» **WHAT YOU HAVE TO DO**: Extract every line of the material below and reproduce it faithfully.

» **DATA TO USE**:
=== Begin Enclosure ===

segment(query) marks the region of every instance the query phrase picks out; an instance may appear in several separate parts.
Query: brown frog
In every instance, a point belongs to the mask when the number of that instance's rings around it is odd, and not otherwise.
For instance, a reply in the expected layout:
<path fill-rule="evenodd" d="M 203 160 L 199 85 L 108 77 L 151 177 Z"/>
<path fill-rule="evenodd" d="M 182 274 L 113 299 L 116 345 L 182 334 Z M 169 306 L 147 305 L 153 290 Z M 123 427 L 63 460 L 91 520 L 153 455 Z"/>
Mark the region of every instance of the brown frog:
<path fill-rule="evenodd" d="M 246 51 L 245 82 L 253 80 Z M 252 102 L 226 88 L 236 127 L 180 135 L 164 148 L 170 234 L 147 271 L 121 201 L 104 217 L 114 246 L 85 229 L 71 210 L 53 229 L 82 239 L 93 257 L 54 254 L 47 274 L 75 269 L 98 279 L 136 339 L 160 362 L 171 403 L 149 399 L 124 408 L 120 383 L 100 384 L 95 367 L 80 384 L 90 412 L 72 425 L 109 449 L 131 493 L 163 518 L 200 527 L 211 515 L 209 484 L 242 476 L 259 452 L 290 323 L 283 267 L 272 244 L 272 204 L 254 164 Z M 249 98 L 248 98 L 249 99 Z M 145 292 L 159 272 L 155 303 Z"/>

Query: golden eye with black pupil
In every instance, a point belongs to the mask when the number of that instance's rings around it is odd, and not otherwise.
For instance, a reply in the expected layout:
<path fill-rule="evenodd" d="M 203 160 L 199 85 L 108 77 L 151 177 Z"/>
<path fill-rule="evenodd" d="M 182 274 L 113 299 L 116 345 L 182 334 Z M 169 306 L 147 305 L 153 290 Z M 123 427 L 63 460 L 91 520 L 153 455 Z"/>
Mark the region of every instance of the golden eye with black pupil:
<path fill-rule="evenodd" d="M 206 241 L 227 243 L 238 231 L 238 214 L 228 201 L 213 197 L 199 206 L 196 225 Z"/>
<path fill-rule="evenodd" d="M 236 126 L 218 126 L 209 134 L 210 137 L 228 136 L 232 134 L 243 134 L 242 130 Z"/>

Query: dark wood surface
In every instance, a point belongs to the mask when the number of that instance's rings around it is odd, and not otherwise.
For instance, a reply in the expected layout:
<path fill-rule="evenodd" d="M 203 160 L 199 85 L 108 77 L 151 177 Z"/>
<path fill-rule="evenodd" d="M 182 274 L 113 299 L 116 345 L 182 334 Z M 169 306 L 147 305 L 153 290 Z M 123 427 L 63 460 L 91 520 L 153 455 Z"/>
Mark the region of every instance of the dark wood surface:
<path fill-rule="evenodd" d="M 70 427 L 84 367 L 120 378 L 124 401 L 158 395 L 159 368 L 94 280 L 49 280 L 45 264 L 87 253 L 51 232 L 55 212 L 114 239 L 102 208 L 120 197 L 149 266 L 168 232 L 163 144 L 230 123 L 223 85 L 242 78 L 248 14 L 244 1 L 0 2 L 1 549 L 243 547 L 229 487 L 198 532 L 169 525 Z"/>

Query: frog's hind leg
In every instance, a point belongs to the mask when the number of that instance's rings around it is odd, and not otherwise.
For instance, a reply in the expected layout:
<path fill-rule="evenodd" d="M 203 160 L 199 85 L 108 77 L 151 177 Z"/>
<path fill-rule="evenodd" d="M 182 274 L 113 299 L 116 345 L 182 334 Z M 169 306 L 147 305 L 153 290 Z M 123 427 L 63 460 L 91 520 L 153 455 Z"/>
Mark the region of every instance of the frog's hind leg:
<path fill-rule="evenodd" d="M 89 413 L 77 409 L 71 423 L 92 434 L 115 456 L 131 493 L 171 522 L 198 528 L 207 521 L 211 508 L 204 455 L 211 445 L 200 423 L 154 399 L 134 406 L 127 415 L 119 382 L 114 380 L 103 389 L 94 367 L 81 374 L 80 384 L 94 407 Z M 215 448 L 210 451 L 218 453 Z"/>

=== End Enclosure ===

» **YOUR SOLUTION**:
segment(query) marks the region of every instance the query phrase picks out; an instance may appear in several separate parts.
Query: brown frog
In every instance, a point belongs to the mask when the number of that instance's rings around it is odd, and not otherwise.
For instance, a reply in the expected layout:
<path fill-rule="evenodd" d="M 203 160 L 199 85 L 108 77 L 151 177 Z"/>
<path fill-rule="evenodd" d="M 182 274 L 113 299 L 116 345 L 182 334 Z M 169 306 L 147 305 L 153 290 Z M 123 427 L 63 460 L 91 520 L 153 455 Z"/>
Mark the region of every instance of the brown frog:
<path fill-rule="evenodd" d="M 246 51 L 245 82 L 253 80 Z M 252 102 L 226 88 L 236 127 L 180 135 L 164 148 L 170 234 L 147 271 L 121 201 L 104 217 L 114 246 L 85 229 L 71 210 L 53 229 L 82 239 L 93 257 L 54 254 L 47 274 L 75 269 L 98 279 L 136 339 L 160 362 L 171 403 L 149 399 L 124 408 L 120 383 L 100 384 L 95 367 L 80 384 L 90 412 L 72 425 L 109 449 L 131 493 L 163 518 L 200 527 L 211 515 L 209 484 L 242 476 L 259 452 L 290 323 L 283 267 L 272 244 L 272 204 L 254 164 Z M 249 98 L 248 98 L 249 99 Z M 145 292 L 159 272 L 155 303 Z"/>

Query: golden eye with black pupil
In every instance, a point belongs to the mask when the number of that instance's rings around it is odd, and not otherwise.
For instance, a reply in the expected layout:
<path fill-rule="evenodd" d="M 203 160 L 199 85 L 108 77 L 151 177 Z"/>
<path fill-rule="evenodd" d="M 182 274 L 113 299 L 116 345 L 182 334 Z M 169 306 L 147 305 L 153 290 Z M 123 427 L 63 460 L 91 520 L 153 455 Z"/>
Mark the region of every instance of the golden eye with black pupil:
<path fill-rule="evenodd" d="M 206 241 L 227 243 L 238 231 L 238 214 L 228 201 L 213 197 L 199 206 L 196 225 Z"/>
<path fill-rule="evenodd" d="M 236 126 L 218 126 L 209 134 L 210 137 L 228 136 L 232 134 L 243 134 L 242 130 Z"/>

Query: dark wood surface
In every instance, a point belongs to the mask when the number of that instance's rings around it is odd, and not otherwise.
For instance, a reply in the expected layout:
<path fill-rule="evenodd" d="M 203 160 L 199 85 L 108 77 L 151 177 Z"/>
<path fill-rule="evenodd" d="M 182 274 L 113 299 L 116 345 L 182 334 Z M 169 306 L 147 305 L 153 290 Z M 123 427 L 63 460 L 91 520 L 153 455 Z"/>
Mark the region of every instance of the dark wood surface:
<path fill-rule="evenodd" d="M 70 427 L 84 367 L 120 378 L 124 401 L 158 395 L 159 368 L 94 280 L 49 280 L 45 264 L 87 253 L 51 232 L 55 212 L 114 239 L 102 208 L 120 197 L 149 266 L 168 232 L 163 144 L 230 123 L 223 85 L 242 78 L 248 14 L 244 1 L 0 2 L 1 549 L 243 547 L 229 487 L 198 532 L 169 525 Z"/>

Query: frog's hind leg
In every instance, a point belongs to the mask when the number of that instance's rings around it is odd, and not otherwise.
For instance, a reply in the expected layout:
<path fill-rule="evenodd" d="M 203 160 L 199 85 L 108 77 L 151 177 Z"/>
<path fill-rule="evenodd" d="M 182 274 L 113 299 L 116 345 L 182 334 Z M 169 306 L 147 305 L 153 290 Z M 123 427 L 63 460 L 91 520 L 153 455 Z"/>
Mark the region of every instance of the frog's hind leg:
<path fill-rule="evenodd" d="M 89 413 L 77 409 L 71 423 L 92 434 L 115 456 L 131 493 L 171 522 L 198 528 L 207 521 L 211 508 L 204 455 L 211 445 L 200 423 L 154 399 L 134 406 L 127 415 L 119 382 L 114 380 L 103 389 L 94 367 L 81 374 L 80 384 L 94 407 Z M 215 448 L 210 451 L 218 453 Z"/>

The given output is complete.